The task:
Determine how many lines in these records hold "clear". Only the number is wanted.

Records to use:
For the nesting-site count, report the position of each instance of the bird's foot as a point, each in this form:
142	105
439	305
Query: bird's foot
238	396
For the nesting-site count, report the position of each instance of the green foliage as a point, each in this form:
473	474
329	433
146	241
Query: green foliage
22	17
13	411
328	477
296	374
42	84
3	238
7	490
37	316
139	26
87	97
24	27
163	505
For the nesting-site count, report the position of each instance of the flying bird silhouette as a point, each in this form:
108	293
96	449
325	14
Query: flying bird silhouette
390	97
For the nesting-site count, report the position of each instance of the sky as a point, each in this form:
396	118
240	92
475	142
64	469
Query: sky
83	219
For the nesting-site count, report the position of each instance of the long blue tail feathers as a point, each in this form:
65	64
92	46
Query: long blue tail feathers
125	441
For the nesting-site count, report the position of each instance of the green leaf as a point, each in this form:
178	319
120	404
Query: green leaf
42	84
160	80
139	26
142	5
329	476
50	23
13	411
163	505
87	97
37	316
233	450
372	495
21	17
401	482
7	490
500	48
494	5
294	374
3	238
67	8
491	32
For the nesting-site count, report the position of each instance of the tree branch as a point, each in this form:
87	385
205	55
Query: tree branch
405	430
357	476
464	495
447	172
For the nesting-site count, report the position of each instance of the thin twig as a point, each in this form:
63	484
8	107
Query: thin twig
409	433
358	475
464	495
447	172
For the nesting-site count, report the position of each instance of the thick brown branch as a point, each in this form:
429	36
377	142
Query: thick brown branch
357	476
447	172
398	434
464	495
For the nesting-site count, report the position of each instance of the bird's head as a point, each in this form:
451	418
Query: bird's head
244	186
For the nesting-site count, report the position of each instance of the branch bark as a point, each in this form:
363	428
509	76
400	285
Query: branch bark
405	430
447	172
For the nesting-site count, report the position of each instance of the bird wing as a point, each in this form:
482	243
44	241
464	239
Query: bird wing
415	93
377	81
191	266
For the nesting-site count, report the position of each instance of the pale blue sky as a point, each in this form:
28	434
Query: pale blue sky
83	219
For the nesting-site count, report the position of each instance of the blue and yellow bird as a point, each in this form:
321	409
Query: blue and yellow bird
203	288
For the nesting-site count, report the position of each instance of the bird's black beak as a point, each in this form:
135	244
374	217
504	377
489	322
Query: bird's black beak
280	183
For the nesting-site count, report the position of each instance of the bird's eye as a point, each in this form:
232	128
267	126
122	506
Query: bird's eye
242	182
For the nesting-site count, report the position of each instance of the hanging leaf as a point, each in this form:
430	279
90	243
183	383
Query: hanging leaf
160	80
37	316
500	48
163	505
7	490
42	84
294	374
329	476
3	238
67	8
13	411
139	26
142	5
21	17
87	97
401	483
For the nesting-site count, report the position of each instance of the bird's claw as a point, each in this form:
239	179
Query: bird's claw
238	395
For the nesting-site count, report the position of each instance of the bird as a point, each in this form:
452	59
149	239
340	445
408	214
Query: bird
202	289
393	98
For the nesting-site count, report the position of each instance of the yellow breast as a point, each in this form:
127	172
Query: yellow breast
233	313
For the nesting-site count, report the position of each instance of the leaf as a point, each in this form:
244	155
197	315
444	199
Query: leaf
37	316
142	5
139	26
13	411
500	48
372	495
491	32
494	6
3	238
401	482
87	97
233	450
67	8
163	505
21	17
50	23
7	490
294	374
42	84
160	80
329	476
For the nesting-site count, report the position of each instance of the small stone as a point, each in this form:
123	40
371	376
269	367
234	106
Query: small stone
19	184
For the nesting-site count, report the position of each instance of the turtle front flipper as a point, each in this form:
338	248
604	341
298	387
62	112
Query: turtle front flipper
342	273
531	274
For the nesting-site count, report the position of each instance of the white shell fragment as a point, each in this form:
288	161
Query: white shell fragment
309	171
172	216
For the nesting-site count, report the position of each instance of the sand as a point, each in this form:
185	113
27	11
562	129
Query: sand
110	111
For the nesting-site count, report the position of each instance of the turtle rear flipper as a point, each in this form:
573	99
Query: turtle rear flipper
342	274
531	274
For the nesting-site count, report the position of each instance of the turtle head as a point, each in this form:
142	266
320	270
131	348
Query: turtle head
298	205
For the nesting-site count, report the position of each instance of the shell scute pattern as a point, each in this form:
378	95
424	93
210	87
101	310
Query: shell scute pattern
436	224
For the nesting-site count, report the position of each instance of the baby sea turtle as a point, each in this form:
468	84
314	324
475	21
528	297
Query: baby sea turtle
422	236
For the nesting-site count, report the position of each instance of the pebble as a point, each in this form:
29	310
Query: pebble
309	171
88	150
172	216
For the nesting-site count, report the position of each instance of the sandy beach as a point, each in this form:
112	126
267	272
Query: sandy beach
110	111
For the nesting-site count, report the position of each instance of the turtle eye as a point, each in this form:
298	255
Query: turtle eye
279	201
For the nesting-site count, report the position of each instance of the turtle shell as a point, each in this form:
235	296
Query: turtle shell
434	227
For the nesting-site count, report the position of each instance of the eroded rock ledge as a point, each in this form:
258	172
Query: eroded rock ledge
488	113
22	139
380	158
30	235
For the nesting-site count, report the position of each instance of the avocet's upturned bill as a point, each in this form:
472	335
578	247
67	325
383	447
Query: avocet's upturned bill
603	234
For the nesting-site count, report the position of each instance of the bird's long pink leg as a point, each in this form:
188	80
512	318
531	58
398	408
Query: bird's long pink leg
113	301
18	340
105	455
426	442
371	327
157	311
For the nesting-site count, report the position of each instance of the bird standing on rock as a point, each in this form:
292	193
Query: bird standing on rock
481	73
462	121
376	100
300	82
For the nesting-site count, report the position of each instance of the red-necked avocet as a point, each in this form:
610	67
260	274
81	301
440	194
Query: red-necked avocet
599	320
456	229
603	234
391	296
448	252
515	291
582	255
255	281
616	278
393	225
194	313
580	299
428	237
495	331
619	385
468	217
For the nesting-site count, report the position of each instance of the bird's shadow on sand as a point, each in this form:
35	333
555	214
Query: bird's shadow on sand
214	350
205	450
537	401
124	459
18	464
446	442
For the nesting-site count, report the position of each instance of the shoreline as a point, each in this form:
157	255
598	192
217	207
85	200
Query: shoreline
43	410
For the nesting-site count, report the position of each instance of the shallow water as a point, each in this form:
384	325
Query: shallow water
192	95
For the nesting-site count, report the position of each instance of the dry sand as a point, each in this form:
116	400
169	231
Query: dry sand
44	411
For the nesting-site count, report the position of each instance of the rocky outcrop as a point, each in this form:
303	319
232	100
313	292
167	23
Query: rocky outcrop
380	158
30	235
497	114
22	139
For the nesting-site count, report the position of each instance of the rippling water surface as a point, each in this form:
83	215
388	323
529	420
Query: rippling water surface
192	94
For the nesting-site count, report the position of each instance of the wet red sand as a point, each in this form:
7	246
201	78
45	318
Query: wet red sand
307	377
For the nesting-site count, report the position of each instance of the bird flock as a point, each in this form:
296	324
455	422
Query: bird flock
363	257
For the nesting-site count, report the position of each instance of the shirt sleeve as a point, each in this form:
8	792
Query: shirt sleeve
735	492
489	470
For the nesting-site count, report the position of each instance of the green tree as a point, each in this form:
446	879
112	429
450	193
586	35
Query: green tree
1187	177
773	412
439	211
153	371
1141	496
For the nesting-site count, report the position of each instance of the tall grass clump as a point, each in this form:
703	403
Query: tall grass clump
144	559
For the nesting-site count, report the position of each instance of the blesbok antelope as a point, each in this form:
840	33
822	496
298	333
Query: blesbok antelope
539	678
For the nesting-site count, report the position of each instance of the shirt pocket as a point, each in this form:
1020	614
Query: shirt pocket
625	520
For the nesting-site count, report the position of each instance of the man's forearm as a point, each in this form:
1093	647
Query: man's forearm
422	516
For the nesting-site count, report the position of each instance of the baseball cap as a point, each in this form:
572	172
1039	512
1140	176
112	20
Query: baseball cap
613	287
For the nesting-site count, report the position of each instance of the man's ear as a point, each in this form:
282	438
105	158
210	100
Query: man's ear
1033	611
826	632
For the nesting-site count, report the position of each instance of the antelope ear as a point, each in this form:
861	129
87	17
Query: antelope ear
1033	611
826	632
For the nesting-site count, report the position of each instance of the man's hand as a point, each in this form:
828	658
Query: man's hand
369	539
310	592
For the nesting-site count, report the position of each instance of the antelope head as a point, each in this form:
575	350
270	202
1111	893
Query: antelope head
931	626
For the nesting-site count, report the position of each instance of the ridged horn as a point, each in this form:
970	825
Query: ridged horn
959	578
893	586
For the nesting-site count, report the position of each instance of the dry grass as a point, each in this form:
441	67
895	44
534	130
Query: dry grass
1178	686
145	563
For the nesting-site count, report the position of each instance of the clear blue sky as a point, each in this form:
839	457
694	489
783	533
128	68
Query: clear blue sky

Output:
2